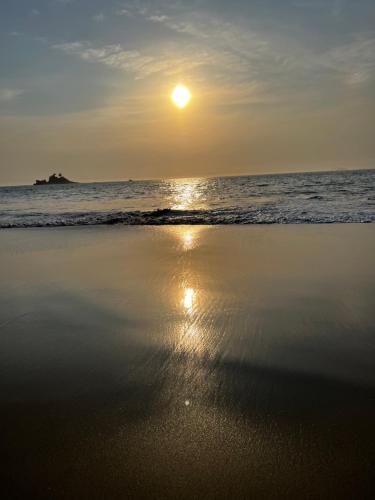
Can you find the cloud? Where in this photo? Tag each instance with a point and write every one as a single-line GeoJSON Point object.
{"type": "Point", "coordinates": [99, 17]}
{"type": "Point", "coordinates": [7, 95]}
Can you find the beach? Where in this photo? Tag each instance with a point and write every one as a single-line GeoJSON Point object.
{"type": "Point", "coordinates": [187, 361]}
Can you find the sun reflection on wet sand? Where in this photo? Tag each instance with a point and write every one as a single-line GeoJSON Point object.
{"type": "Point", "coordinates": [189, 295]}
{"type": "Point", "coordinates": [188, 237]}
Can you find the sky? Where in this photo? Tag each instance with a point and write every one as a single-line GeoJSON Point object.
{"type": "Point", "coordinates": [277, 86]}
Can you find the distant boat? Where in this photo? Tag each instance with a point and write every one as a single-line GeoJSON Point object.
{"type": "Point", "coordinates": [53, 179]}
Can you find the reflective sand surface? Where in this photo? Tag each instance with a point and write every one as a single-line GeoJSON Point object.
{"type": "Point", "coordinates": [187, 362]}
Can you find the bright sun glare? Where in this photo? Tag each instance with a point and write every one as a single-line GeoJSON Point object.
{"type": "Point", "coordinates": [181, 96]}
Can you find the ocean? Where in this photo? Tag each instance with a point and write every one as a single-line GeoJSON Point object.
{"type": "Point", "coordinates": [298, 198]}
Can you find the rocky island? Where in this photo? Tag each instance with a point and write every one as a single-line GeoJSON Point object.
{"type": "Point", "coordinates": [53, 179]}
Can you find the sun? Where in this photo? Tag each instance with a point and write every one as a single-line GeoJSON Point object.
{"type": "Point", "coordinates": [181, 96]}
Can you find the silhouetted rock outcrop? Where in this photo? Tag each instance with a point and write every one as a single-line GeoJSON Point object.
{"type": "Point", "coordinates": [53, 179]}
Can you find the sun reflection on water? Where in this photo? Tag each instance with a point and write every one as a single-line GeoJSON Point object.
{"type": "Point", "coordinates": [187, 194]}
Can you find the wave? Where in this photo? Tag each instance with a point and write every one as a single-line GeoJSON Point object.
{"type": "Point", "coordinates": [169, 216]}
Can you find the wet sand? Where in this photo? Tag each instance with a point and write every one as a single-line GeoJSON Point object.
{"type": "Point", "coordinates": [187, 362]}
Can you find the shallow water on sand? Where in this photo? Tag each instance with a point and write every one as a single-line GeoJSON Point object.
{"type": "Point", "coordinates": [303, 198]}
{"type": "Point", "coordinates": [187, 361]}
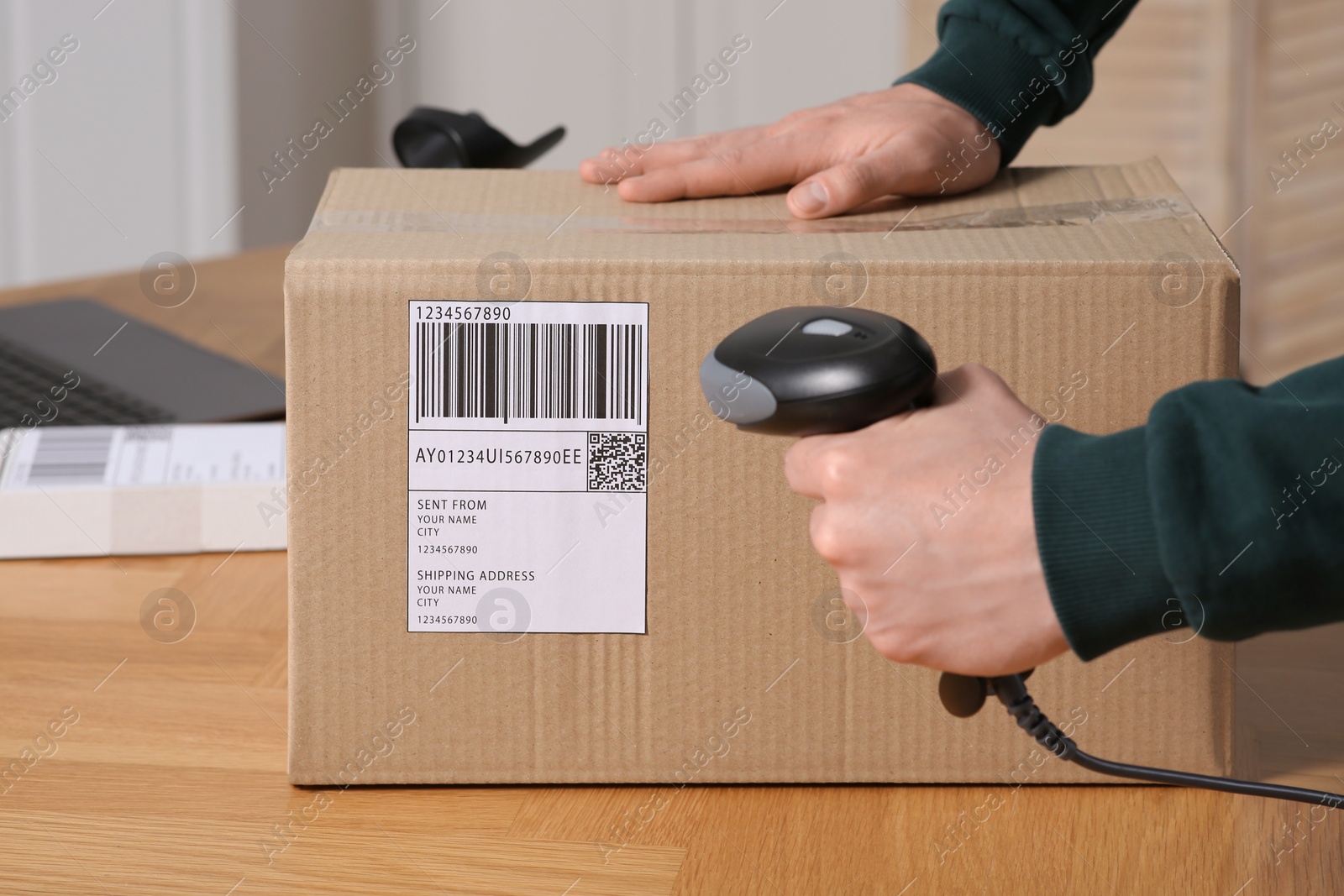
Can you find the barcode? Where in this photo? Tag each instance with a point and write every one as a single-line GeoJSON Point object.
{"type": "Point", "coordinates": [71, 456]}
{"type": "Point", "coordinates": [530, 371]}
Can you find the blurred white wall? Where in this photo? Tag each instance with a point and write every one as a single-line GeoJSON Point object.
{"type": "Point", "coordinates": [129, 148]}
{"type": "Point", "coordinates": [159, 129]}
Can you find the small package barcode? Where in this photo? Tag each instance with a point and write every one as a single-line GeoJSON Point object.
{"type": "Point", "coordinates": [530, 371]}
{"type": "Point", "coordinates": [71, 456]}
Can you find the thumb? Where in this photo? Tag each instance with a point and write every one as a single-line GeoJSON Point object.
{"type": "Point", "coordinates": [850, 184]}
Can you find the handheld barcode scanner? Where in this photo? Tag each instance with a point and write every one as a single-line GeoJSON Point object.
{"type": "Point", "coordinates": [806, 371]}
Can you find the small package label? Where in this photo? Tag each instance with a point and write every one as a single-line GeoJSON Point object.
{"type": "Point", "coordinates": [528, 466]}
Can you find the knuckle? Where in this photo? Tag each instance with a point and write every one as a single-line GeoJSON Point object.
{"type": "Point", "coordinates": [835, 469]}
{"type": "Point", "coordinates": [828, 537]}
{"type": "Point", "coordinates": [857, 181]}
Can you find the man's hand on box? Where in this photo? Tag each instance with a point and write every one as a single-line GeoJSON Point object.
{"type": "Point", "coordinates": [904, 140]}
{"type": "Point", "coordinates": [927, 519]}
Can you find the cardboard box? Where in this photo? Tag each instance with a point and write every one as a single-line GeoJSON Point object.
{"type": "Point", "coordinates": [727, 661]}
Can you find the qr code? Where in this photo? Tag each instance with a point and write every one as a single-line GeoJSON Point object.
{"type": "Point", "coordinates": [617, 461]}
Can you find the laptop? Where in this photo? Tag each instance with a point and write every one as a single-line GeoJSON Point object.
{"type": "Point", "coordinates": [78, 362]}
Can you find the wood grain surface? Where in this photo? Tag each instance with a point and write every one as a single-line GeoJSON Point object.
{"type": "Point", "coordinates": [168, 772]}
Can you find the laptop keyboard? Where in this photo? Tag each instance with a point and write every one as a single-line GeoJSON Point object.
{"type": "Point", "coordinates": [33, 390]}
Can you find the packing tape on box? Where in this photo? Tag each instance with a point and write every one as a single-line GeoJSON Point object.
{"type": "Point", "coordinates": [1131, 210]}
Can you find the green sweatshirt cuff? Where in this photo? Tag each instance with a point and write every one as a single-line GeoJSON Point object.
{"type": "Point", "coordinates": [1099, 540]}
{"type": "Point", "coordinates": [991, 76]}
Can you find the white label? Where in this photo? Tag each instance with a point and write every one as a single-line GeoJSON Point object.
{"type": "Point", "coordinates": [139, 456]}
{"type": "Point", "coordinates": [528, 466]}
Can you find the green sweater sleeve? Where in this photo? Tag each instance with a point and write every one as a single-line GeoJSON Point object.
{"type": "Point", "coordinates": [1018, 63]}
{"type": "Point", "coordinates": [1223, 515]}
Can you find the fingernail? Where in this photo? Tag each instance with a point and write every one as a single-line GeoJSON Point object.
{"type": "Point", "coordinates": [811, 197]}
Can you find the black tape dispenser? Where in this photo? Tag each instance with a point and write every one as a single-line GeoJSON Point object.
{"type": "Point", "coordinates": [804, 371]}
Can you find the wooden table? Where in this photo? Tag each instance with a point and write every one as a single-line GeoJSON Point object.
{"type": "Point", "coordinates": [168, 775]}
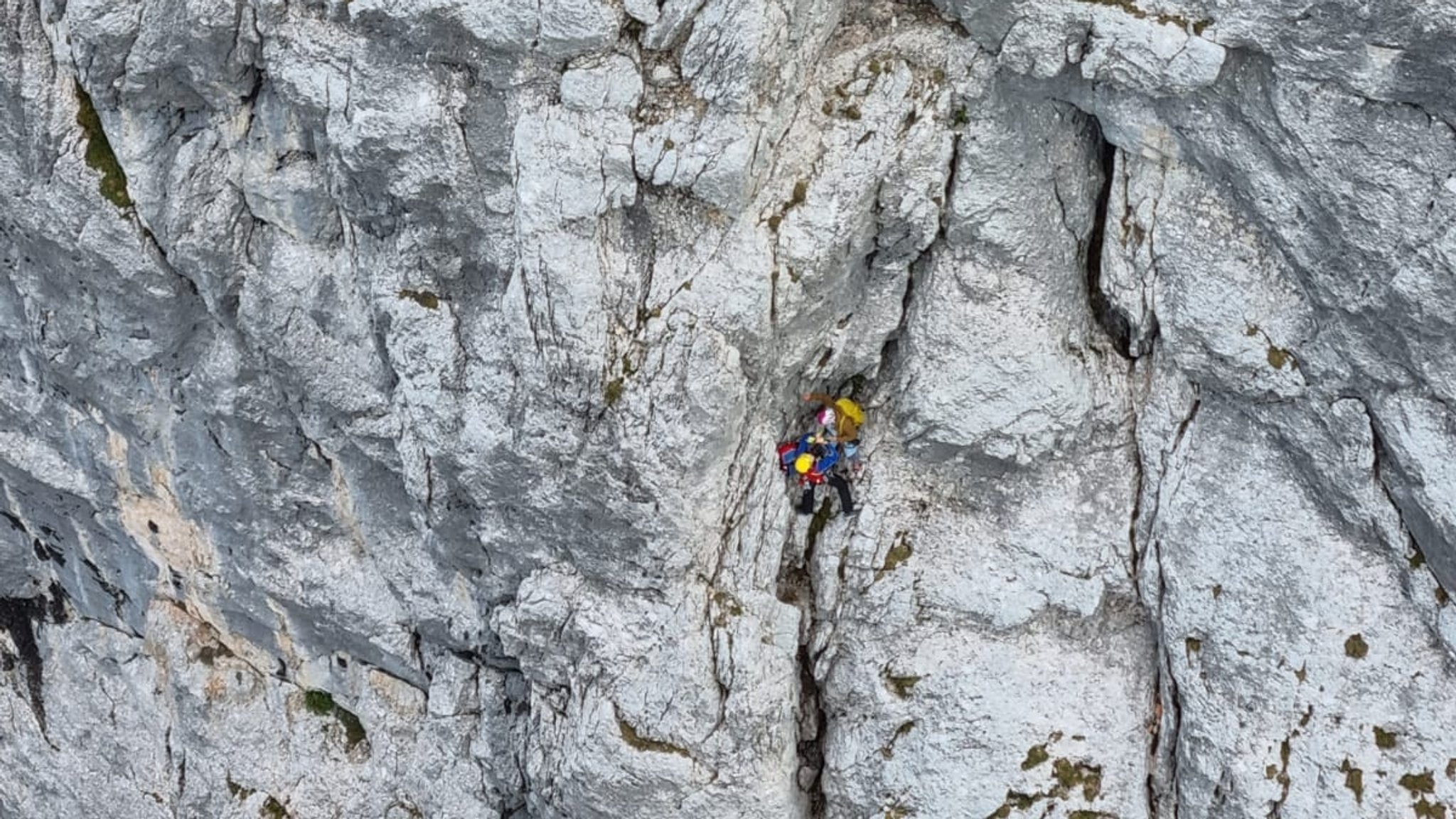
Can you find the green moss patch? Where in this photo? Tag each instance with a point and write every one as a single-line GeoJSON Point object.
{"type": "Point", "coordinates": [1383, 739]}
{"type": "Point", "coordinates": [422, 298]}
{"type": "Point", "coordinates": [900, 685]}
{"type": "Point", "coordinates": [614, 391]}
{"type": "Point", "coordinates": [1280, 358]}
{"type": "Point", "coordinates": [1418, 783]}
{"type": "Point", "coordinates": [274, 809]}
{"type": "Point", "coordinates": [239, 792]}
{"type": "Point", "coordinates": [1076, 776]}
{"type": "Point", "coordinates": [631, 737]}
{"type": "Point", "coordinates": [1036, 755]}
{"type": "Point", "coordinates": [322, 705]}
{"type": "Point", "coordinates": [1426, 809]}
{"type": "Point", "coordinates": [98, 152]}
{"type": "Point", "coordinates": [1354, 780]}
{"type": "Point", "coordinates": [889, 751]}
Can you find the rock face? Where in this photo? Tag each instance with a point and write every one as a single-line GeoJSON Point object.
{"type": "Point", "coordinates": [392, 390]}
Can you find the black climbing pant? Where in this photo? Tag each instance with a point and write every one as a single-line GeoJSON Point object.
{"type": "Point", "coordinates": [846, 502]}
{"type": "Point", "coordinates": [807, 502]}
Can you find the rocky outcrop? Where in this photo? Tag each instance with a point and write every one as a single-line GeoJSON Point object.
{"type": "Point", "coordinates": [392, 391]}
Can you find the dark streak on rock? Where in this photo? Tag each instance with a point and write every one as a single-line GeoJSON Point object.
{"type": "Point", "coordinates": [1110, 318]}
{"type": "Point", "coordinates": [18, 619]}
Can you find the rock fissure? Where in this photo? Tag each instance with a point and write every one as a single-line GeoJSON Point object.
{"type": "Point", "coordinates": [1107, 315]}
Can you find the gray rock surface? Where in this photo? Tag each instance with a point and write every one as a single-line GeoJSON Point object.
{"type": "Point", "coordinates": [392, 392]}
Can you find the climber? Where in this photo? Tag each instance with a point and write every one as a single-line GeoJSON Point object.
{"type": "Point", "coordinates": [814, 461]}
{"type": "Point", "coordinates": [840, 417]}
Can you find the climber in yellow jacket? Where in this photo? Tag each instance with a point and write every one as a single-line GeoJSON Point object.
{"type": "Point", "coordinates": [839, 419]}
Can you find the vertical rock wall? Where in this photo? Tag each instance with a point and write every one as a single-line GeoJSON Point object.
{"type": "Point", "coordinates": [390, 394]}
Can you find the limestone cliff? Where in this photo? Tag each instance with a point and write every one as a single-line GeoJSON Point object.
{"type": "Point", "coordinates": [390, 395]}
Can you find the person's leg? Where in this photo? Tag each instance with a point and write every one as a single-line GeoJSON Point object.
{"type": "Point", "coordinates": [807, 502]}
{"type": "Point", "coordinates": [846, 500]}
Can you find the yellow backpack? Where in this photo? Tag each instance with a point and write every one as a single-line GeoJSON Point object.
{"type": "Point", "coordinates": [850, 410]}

· · · · · · ·

▸ **PROBLEM TO SOLVE**
Convert the entries above, from the line containing "Can you find the vertical" through the final line, into a JSON list of strings with one string per line and no blank lines.

▸ **REPLY**
[
  "Can you find the vertical rock wall? Where in this photo? Tag each instance with a point and write every one as a single-line GeoJSON Point object.",
  "{\"type\": \"Point\", \"coordinates\": [390, 394]}",
  "Can you find the limestone cliff? Where in this photo? Tag each instance with a point and write every one as a single-line GeoJSON Point object.",
  "{\"type\": \"Point\", \"coordinates\": [390, 395]}",
  "Can you find the person's leg? Where in this photo? Tag each instance with a point and write every one as a single-line GeoJSON Point object.",
  "{\"type\": \"Point\", \"coordinates\": [807, 502]}",
  "{\"type\": \"Point\", \"coordinates\": [846, 500]}",
  "Can you find the yellow backpack? Where in this photo? Tag each instance with a point and write every one as a single-line GeoJSON Point object.",
  "{\"type\": \"Point\", \"coordinates\": [850, 410]}"
]